### What the exercise asks:
Which of the lines below contain the word "cloud"? Gather every one of them, treating uppercase and lowercase letters as different.

### Stored data:
☆ ☆ ☆ ☆ ☆
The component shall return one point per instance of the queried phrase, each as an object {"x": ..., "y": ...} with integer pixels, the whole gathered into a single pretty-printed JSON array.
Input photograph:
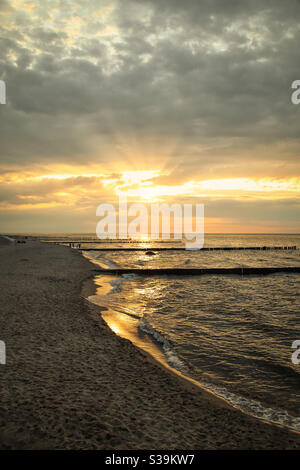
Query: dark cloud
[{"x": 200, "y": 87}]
☆ ☆ ☆ ☆ ☆
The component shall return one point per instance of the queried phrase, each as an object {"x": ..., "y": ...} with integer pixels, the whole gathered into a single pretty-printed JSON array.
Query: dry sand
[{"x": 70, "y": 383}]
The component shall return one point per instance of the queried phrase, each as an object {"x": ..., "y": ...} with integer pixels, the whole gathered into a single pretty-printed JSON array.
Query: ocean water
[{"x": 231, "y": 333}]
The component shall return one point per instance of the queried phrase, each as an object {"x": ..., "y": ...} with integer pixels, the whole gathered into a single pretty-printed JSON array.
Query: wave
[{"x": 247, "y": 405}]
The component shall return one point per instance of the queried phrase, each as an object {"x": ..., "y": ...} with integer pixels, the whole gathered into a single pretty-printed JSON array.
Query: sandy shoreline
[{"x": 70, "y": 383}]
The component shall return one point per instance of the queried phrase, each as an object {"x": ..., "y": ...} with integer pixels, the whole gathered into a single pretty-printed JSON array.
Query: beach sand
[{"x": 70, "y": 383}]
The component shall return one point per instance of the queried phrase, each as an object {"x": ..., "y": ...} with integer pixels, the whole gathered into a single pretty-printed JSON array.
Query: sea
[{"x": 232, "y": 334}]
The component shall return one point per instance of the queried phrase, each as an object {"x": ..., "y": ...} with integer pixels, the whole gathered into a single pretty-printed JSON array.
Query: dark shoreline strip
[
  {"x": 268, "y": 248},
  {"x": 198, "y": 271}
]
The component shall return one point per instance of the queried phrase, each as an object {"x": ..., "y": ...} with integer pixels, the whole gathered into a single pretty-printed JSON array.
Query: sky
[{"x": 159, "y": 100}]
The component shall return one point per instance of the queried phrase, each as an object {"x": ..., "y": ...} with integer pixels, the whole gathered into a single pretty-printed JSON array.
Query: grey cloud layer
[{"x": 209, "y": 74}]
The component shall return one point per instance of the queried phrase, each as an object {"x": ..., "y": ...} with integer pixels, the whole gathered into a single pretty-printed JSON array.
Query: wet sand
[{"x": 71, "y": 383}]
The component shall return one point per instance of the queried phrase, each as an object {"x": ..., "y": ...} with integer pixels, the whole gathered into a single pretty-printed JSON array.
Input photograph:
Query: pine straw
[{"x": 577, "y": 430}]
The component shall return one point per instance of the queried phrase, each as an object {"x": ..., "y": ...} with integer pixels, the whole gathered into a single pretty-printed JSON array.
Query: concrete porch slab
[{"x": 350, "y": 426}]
☆ ☆ ☆ ☆ ☆
### Task result:
Query: dark cloud
Query: grey cloud layer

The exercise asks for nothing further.